[Stored records]
-------

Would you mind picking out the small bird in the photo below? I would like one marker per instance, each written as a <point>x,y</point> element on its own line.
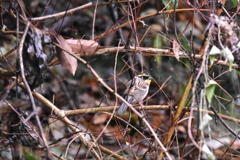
<point>136,91</point>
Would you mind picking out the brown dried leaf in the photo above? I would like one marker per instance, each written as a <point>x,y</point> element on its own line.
<point>67,61</point>
<point>83,47</point>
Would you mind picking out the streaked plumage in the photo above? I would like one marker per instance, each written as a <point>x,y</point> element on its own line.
<point>136,91</point>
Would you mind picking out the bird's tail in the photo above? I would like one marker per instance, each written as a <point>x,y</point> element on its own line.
<point>122,109</point>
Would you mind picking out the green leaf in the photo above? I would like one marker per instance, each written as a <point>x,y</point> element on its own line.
<point>210,90</point>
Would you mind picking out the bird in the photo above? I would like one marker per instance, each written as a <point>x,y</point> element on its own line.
<point>136,90</point>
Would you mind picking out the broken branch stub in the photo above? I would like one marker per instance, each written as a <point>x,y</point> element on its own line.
<point>83,47</point>
<point>67,61</point>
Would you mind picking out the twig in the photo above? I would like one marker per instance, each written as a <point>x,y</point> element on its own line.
<point>62,13</point>
<point>120,97</point>
<point>28,88</point>
<point>62,117</point>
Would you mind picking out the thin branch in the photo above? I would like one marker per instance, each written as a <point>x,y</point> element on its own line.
<point>62,13</point>
<point>20,49</point>
<point>61,115</point>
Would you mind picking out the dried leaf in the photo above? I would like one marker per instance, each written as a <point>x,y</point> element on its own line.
<point>67,61</point>
<point>83,47</point>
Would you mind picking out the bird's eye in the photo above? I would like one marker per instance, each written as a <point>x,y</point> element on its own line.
<point>145,77</point>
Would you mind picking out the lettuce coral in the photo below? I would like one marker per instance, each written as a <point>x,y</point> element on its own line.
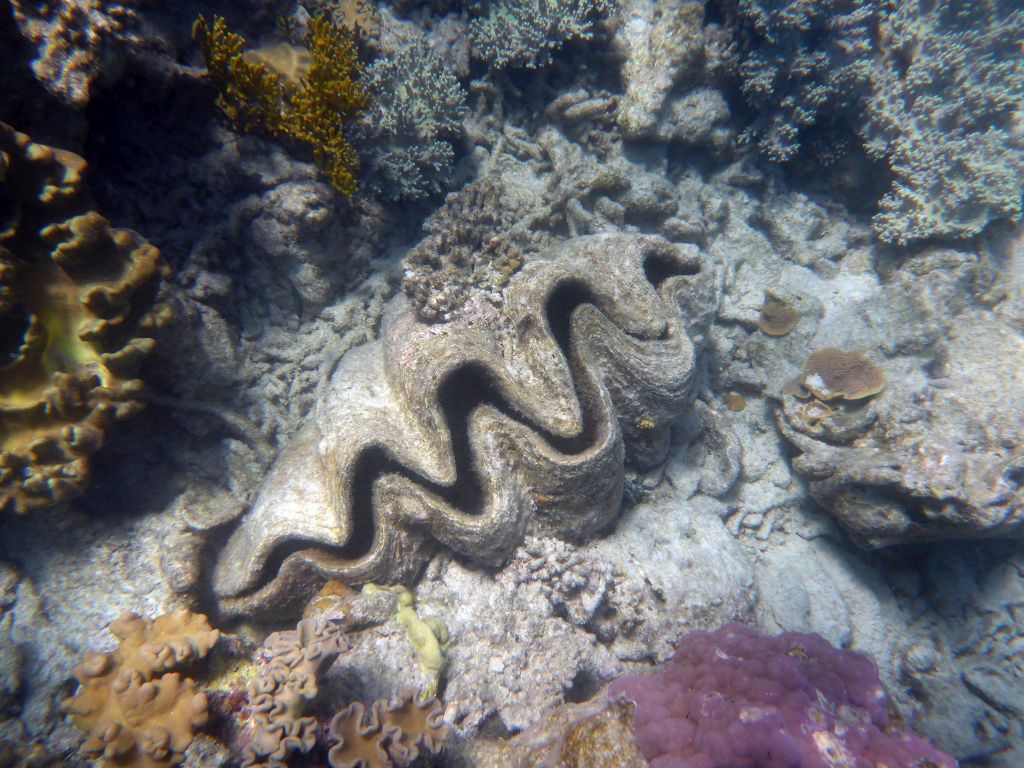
<point>932,89</point>
<point>76,310</point>
<point>280,693</point>
<point>132,717</point>
<point>314,113</point>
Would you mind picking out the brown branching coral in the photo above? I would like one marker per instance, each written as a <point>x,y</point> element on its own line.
<point>76,313</point>
<point>281,692</point>
<point>132,717</point>
<point>389,735</point>
<point>256,96</point>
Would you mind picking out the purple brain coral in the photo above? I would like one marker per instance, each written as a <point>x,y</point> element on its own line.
<point>733,698</point>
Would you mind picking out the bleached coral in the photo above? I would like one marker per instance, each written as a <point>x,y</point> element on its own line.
<point>416,112</point>
<point>934,90</point>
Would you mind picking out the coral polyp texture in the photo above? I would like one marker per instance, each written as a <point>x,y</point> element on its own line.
<point>133,709</point>
<point>733,697</point>
<point>313,110</point>
<point>463,434</point>
<point>76,313</point>
<point>525,33</point>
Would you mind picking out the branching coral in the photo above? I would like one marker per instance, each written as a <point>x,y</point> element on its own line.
<point>933,89</point>
<point>391,735</point>
<point>462,434</point>
<point>947,90</point>
<point>525,33</point>
<point>281,692</point>
<point>417,110</point>
<point>358,16</point>
<point>76,310</point>
<point>132,717</point>
<point>254,96</point>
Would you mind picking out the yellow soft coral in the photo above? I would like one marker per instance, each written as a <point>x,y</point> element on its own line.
<point>255,96</point>
<point>76,312</point>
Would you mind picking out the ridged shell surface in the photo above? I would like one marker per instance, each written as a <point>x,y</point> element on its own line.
<point>519,412</point>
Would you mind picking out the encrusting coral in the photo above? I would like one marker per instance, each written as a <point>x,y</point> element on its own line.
<point>465,433</point>
<point>135,712</point>
<point>315,113</point>
<point>525,33</point>
<point>833,374</point>
<point>777,317</point>
<point>76,312</point>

-------

[Aim]
Render the entries above as a JSON list of strings, with one string for each line and blank lines left out. Leave the pictures out of the answer.

[Result of the exercise]
[
  "Would you mind picking out the small bird in the photo below? I would like one marker per instance, each written as a <point>x,y</point> element on its own line.",
  "<point>136,91</point>",
  "Would you mind picking out the brown dried leaf in the photo above? I would like one marker per instance, each written as a <point>x,y</point> element on its own line.",
  "<point>67,61</point>",
  "<point>83,47</point>",
  "Would you mind picking out the streaked plumage in the photo above? I would like one marker per instance, each written as a <point>x,y</point> element on its own line.",
  "<point>136,91</point>",
  "Would you mind picking out the bird's tail in the photo above? I would like one marker per instance, each written as a <point>x,y</point> element on its own line.",
  "<point>122,109</point>",
  "Would you mind picking out the green leaf in the photo above? I would like one marker per instance, each written as a <point>x,y</point> element on its own line.",
  "<point>210,90</point>",
  "Would you mind picking out the bird in the photo above? I would like one marker per instance, each written as a <point>x,y</point> element on its own line.",
  "<point>136,90</point>",
  "Would you mind picking out the broken branch stub in the photo above? I would like one marker per instance, each written as a <point>x,y</point> element on its own line.",
  "<point>83,47</point>",
  "<point>67,61</point>",
  "Would you mind picking out the twig in the photo above? I would like one marker per instance, each written as a <point>x,y</point> element on its own line.",
  "<point>62,13</point>",
  "<point>120,97</point>",
  "<point>28,88</point>",
  "<point>62,117</point>",
  "Would you mind picking out the thin branch in the photo above? I would like one marker per instance, each written as a <point>x,y</point> element on its own line.",
  "<point>62,13</point>",
  "<point>20,49</point>",
  "<point>61,115</point>",
  "Would you mind picking out the dried leaf in the photo above? I would like one marker per instance, each written as a <point>x,y</point> element on its own line.",
  "<point>67,61</point>",
  "<point>83,47</point>",
  "Would you mind picking out the bird's eye in the photo above? I would like one marker per instance, each written as a <point>x,y</point> element on its own line.",
  "<point>145,77</point>",
  "Would you mind picking out the lettuce coral in the photo below? I would like one marker per instance, each written as a <point>x,y</point> element on its own line.",
  "<point>932,89</point>",
  "<point>76,310</point>",
  "<point>280,693</point>",
  "<point>132,717</point>",
  "<point>314,113</point>",
  "Would you mind picking out the brown branching coral in the photo above? I would like one marker per instance, each written as a <point>x,y</point> element on its own line.",
  "<point>76,313</point>",
  "<point>281,692</point>",
  "<point>132,717</point>",
  "<point>389,735</point>",
  "<point>256,96</point>",
  "Would you mind picking out the purple brain coral in the photo above? I would like one marker per instance, each written as a <point>x,y</point> element on its own line.",
  "<point>733,698</point>",
  "Would you mind picking out the bleached coral in the photo above? I would like one marker per instance, each written as a <point>x,y</point> element on its own line.",
  "<point>416,112</point>",
  "<point>934,90</point>",
  "Would you mind picking out the coral polyp texture in the photo above? I would like one marker per instance, each written as a <point>x,y</point> element on its own line.",
  "<point>133,709</point>",
  "<point>733,697</point>",
  "<point>313,110</point>",
  "<point>463,434</point>",
  "<point>76,313</point>",
  "<point>525,33</point>",
  "Would you mind picking out the branching coral in the photo above? I would like one marker per instance, each written as a <point>x,y</point> element on its own line.",
  "<point>933,89</point>",
  "<point>391,735</point>",
  "<point>462,434</point>",
  "<point>947,90</point>",
  "<point>525,33</point>",
  "<point>281,692</point>",
  "<point>417,110</point>",
  "<point>358,16</point>",
  "<point>76,310</point>",
  "<point>132,717</point>",
  "<point>254,96</point>",
  "Would you mind picking out the yellow soft coral in the photo above? I would like one marker per instance, each written as a <point>x,y</point> element on its own line.",
  "<point>255,96</point>",
  "<point>76,312</point>",
  "Would you mind picking out the ridged shell surface in the photo above? I would like one marker per instance, each written as a <point>x,y</point> element on its own line.",
  "<point>519,412</point>",
  "Would you mind picking out the encrusting coral in the photo above? I would like one marker per instance, each written as a <point>x,y</point> element on its own line.",
  "<point>465,433</point>",
  "<point>135,712</point>",
  "<point>315,113</point>",
  "<point>525,33</point>",
  "<point>833,374</point>",
  "<point>777,317</point>",
  "<point>76,312</point>"
]